_Problem details_
Your answer should be the lines of the material that include the word "girl".

_ _ _ _ _ _ _

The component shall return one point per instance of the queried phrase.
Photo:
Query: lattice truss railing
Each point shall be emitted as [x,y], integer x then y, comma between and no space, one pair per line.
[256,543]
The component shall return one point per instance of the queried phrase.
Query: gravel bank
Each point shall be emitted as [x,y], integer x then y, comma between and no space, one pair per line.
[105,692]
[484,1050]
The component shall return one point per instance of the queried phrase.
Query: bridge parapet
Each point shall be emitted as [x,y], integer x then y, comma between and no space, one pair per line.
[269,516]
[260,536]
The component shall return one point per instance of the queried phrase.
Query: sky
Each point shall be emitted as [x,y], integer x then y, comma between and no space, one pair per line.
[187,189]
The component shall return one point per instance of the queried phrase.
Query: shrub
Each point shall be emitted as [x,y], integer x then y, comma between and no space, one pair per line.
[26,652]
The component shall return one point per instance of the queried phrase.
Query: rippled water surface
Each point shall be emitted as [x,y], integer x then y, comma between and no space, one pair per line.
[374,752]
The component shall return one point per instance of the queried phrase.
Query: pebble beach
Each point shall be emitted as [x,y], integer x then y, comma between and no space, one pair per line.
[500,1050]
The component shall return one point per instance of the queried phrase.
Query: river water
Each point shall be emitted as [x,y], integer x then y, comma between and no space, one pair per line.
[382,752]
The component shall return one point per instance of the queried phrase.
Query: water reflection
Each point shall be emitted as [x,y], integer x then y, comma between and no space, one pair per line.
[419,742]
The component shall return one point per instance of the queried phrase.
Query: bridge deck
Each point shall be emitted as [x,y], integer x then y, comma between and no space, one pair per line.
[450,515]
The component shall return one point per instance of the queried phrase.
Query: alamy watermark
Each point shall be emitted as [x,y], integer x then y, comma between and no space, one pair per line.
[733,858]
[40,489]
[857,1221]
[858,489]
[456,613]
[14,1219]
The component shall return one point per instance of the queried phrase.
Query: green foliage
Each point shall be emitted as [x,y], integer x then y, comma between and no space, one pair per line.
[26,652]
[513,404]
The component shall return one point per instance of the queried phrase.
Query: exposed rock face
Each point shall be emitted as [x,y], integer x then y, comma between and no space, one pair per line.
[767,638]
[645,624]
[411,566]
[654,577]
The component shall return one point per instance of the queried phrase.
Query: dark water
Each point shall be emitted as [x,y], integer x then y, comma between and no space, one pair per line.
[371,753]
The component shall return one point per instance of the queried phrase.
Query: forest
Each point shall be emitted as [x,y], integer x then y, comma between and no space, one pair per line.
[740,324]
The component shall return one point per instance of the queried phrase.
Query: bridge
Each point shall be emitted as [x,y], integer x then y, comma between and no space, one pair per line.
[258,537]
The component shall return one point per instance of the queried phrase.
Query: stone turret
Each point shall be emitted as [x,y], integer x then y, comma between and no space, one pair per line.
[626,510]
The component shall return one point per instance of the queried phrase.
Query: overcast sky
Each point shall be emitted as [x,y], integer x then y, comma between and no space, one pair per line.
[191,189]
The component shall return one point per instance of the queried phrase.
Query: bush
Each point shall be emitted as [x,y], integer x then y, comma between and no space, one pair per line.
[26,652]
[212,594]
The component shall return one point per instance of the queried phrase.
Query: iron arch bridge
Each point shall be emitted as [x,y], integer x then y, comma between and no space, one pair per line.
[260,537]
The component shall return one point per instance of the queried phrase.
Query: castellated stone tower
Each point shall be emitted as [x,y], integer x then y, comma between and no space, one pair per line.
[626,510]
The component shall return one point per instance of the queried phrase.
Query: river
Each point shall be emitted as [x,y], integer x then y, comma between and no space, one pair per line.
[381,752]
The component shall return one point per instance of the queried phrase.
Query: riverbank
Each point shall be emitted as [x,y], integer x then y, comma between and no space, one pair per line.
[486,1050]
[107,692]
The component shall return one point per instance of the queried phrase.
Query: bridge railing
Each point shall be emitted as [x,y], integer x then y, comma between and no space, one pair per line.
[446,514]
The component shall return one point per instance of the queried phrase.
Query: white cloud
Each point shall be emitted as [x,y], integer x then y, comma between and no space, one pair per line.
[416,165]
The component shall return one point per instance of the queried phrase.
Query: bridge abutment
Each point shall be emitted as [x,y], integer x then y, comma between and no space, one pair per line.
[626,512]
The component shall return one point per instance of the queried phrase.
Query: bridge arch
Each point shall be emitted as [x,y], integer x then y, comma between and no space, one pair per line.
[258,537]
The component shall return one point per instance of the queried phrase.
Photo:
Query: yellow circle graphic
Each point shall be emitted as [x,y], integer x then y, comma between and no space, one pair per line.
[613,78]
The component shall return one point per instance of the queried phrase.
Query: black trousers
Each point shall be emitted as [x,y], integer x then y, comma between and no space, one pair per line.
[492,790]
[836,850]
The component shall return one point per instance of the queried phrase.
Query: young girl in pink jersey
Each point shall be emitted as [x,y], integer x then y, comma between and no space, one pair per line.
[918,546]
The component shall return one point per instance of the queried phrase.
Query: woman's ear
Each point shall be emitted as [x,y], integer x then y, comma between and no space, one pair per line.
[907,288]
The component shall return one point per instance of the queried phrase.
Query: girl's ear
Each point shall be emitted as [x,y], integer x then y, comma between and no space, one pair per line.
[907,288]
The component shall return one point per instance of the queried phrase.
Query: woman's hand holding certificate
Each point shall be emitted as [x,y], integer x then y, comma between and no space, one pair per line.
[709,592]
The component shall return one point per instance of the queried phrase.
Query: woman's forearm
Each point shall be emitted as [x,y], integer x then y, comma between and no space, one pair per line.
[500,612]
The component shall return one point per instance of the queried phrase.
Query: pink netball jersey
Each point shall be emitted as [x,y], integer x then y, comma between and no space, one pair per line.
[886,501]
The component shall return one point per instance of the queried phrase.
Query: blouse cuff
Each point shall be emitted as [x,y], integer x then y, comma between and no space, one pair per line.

_ _ _ _ _ _ _

_Response_
Query: young girl in pink jersey
Query: girl's ear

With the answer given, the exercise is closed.